- [Short task 1] Please return, word for word, the portion of the passage below about the media and campaign issues that opens with the words containing "The media focus, quite" and closes with "billion a year.".
- [Short task 2] Resume the passage below about the media and campaign issues, writing on from the point where it stops.

- [Supplied passage]
For example, the Respectable Media have presumed to declare what "the
issues" are in any
campaign. If Candidate X finds his Opponent Y's hand in the till, the
media rush up to exclaim:
"That's irrelevant. Why don't you talk about The Issues?"
In the Bush-Dukakis race, the media anointed The
Economy as the only worthwhile topic;
anything else was only a smokescreen designed to "detract" from the
"real issues." One would
think that such a focus would gladden the heart of any economist, but
if you thought so, you're
not reckoning with the semantics experts in the Establishment media.
For the Economy can only
be approached in certain, narrow, allowable grooves. Any other approach
is brusquely read out of
court.
The media focus, quite legitimately, on The
Recession, but again, only in certain narrowly
permissible ways. Because of the recession, Unemployment has soared (a
"lack of jobs");
Affordable Housing has dwindled (the Homeless); Affordable Health Care
is diminishing
because of increased health costs, and, in addition to these particular
sectors, deficits have soared
to $400 billion a year.

- [Dataset entries]

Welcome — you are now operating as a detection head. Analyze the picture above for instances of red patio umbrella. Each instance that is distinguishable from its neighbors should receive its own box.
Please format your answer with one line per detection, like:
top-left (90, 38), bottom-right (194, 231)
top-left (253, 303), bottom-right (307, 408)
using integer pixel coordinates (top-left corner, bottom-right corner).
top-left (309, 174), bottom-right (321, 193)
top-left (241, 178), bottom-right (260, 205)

...

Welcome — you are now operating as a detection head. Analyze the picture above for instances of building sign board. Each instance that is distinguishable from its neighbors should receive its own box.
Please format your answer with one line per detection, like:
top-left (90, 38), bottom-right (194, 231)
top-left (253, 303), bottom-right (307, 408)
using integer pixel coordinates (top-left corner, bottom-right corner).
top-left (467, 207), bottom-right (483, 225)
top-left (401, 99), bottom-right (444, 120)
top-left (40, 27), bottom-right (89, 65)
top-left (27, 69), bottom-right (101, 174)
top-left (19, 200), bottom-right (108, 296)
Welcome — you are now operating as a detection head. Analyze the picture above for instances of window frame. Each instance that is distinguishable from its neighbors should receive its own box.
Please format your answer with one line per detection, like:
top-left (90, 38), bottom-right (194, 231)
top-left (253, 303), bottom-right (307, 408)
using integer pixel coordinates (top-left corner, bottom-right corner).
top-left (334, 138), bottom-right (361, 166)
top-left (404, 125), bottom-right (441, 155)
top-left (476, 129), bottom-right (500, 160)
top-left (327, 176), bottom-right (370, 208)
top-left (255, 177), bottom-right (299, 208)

--

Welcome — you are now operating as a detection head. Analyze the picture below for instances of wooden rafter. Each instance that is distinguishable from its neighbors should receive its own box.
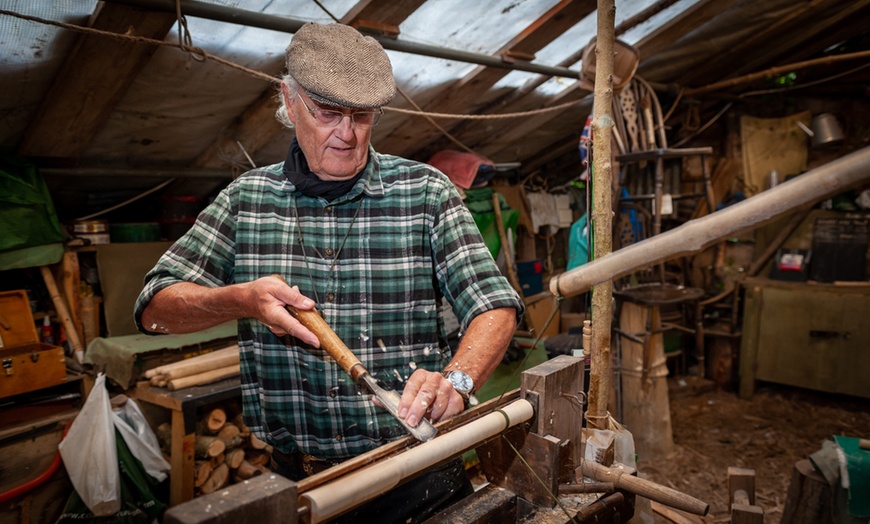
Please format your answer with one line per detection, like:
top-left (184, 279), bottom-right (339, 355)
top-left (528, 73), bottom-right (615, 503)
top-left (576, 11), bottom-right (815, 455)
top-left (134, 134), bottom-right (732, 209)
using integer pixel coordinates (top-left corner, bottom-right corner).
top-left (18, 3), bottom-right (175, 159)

- [Task output 1]
The media focus, quite legitimately, on The
Recession, but again, only in certain narrowly
permissible ways. Because of the recession, Unemployment has soared (a
"lack of jobs");
Affordable Housing has dwindled (the Homeless); Affordable Health Care
is diminishing
because of increased health costs, and, in addition to these particular
sectors, deficits have soared
to $400 billion a year.

- [Task output 2]
In short: there is a lack of jobs, health care,
housing and other goodies, and it follows,
either implicitly or explicitly, that the federal government must
expand its spending by an
enormous amount, as part of its alleged Responsibility to supply such
goods and services, or to
see to it that they are supplied. Anyone who may presume to rise up and
say, "Whoa, it is not the
responsibility of the federal government to supply these goodies," is,
of course, accused by the
ever-vigilant Respectable Media of Evading and not discussing The
Issues.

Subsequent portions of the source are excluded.